◆ **Given passage**
In this national survey, both Hispanics and non-Hispanic blacks tended to endorse depression questions less frequently than non-Hispanic whites. This was particularly true for blacks, who were significantly less likely than whites to have 5 of the 8 symptoms examined. Hispanics were less likely than whites to have 1 of the 8 symptoms, suicidality. We used a nonparametric IRT approach to examine whether the lower levels of endorsement among minorities in this survey could be explained by DIF against minorities, defined as a lower probability of endorsing questions among minorities compared with non-Hispanic whites after adjusting for differences in underlying levels of depression.

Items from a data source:
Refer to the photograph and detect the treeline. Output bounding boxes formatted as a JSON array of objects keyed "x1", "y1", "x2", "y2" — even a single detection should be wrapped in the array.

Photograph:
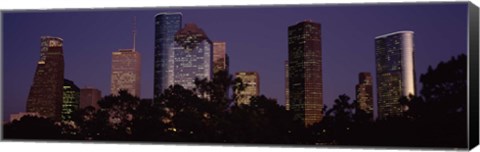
[{"x1": 4, "y1": 54, "x2": 468, "y2": 147}]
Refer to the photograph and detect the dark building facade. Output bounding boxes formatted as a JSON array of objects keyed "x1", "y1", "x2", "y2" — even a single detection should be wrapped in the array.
[
  {"x1": 27, "y1": 36, "x2": 64, "y2": 120},
  {"x1": 80, "y1": 88, "x2": 102, "y2": 109},
  {"x1": 355, "y1": 72, "x2": 373, "y2": 117},
  {"x1": 213, "y1": 42, "x2": 228, "y2": 73},
  {"x1": 153, "y1": 12, "x2": 182, "y2": 99},
  {"x1": 235, "y1": 71, "x2": 260, "y2": 105},
  {"x1": 375, "y1": 31, "x2": 415, "y2": 119},
  {"x1": 62, "y1": 79, "x2": 80, "y2": 121},
  {"x1": 288, "y1": 21, "x2": 323, "y2": 126},
  {"x1": 285, "y1": 60, "x2": 290, "y2": 110}
]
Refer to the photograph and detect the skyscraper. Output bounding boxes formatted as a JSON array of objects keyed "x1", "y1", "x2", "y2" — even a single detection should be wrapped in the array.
[
  {"x1": 285, "y1": 60, "x2": 290, "y2": 110},
  {"x1": 375, "y1": 31, "x2": 415, "y2": 119},
  {"x1": 80, "y1": 88, "x2": 102, "y2": 109},
  {"x1": 235, "y1": 72, "x2": 260, "y2": 105},
  {"x1": 153, "y1": 12, "x2": 182, "y2": 99},
  {"x1": 110, "y1": 17, "x2": 141, "y2": 97},
  {"x1": 27, "y1": 36, "x2": 64, "y2": 120},
  {"x1": 213, "y1": 42, "x2": 227, "y2": 73},
  {"x1": 288, "y1": 21, "x2": 323, "y2": 126},
  {"x1": 355, "y1": 72, "x2": 373, "y2": 119},
  {"x1": 169, "y1": 24, "x2": 213, "y2": 89},
  {"x1": 110, "y1": 49, "x2": 141, "y2": 97},
  {"x1": 62, "y1": 79, "x2": 80, "y2": 121}
]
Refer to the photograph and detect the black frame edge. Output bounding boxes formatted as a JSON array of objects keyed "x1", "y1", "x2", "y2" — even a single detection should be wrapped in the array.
[{"x1": 468, "y1": 2, "x2": 479, "y2": 149}]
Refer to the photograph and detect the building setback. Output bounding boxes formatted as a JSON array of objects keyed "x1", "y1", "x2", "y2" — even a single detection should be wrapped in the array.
[
  {"x1": 62, "y1": 79, "x2": 80, "y2": 121},
  {"x1": 168, "y1": 24, "x2": 213, "y2": 89},
  {"x1": 27, "y1": 36, "x2": 64, "y2": 120},
  {"x1": 235, "y1": 72, "x2": 260, "y2": 105},
  {"x1": 153, "y1": 12, "x2": 182, "y2": 99},
  {"x1": 375, "y1": 31, "x2": 415, "y2": 119},
  {"x1": 288, "y1": 21, "x2": 323, "y2": 126},
  {"x1": 80, "y1": 88, "x2": 102, "y2": 109},
  {"x1": 110, "y1": 49, "x2": 141, "y2": 97},
  {"x1": 355, "y1": 72, "x2": 373, "y2": 117}
]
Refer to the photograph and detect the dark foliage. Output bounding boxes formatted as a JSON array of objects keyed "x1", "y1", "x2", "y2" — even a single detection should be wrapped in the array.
[{"x1": 4, "y1": 55, "x2": 467, "y2": 147}]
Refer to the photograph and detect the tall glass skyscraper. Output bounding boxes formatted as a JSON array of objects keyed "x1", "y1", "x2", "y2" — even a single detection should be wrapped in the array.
[
  {"x1": 27, "y1": 36, "x2": 64, "y2": 120},
  {"x1": 62, "y1": 79, "x2": 80, "y2": 121},
  {"x1": 153, "y1": 12, "x2": 182, "y2": 98},
  {"x1": 288, "y1": 21, "x2": 323, "y2": 126},
  {"x1": 375, "y1": 31, "x2": 415, "y2": 119},
  {"x1": 110, "y1": 49, "x2": 141, "y2": 97},
  {"x1": 168, "y1": 24, "x2": 213, "y2": 89}
]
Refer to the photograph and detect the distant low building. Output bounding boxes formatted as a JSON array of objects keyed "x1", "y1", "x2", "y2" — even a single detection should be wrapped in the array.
[
  {"x1": 10, "y1": 112, "x2": 42, "y2": 122},
  {"x1": 80, "y1": 87, "x2": 102, "y2": 109},
  {"x1": 355, "y1": 72, "x2": 373, "y2": 119},
  {"x1": 235, "y1": 72, "x2": 260, "y2": 105}
]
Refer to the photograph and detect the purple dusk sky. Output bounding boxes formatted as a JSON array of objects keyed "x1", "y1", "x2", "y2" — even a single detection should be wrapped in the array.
[{"x1": 2, "y1": 2, "x2": 467, "y2": 120}]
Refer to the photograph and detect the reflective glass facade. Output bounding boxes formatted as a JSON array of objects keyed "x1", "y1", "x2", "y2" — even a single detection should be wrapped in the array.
[
  {"x1": 62, "y1": 79, "x2": 80, "y2": 121},
  {"x1": 288, "y1": 21, "x2": 323, "y2": 126},
  {"x1": 235, "y1": 72, "x2": 260, "y2": 105},
  {"x1": 375, "y1": 31, "x2": 415, "y2": 119},
  {"x1": 169, "y1": 24, "x2": 213, "y2": 89},
  {"x1": 27, "y1": 36, "x2": 64, "y2": 120},
  {"x1": 110, "y1": 49, "x2": 141, "y2": 97},
  {"x1": 213, "y1": 42, "x2": 227, "y2": 73},
  {"x1": 153, "y1": 13, "x2": 182, "y2": 98}
]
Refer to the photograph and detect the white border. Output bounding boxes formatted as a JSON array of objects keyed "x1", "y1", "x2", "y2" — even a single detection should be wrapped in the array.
[{"x1": 0, "y1": 0, "x2": 480, "y2": 152}]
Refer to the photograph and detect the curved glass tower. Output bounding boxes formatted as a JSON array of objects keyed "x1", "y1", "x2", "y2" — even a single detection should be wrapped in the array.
[
  {"x1": 153, "y1": 12, "x2": 182, "y2": 99},
  {"x1": 375, "y1": 31, "x2": 415, "y2": 119}
]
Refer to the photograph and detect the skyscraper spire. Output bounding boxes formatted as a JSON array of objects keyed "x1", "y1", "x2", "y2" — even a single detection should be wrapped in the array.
[{"x1": 132, "y1": 16, "x2": 137, "y2": 51}]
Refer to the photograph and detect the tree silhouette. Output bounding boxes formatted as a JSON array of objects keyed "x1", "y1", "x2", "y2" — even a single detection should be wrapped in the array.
[{"x1": 3, "y1": 115, "x2": 62, "y2": 140}]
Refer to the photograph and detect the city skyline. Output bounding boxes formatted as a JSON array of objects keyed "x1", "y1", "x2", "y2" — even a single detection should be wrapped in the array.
[{"x1": 4, "y1": 4, "x2": 466, "y2": 119}]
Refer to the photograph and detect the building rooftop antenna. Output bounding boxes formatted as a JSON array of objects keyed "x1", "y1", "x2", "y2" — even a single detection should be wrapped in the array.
[{"x1": 132, "y1": 16, "x2": 137, "y2": 51}]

◆ **Things to do**
(A) Edit the passage about depression symptoms from "In this national" up to and including "levels of depression.", replacing "survey" with "study".
(B) According to the passage about depression symptoms, which symptom were Hispanics less likely than whites to have?
Answer using only the passage about depression symptoms.

◆ **Results of the exercise**
(A)
In this national study, both Hispanics and non-Hispanic blacks tended to endorse depression questions less frequently than non-Hispanic whites. This was particularly true for blacks, who were significantly less likely than whites to have 5 of the 8 symptoms examined. Hispanics were less likely than whites to have 1 of the 8 symptoms, suicidality. We used a nonparametric IRT approach to examine whether the lower levels of endorsement among minorities in this study could be explained by DIF against minorities, defined as a lower probability of endorsing questions among minorities compared with non-Hispanic whites after adjusting for differences in underlying levels of depression.

(B) Suicidality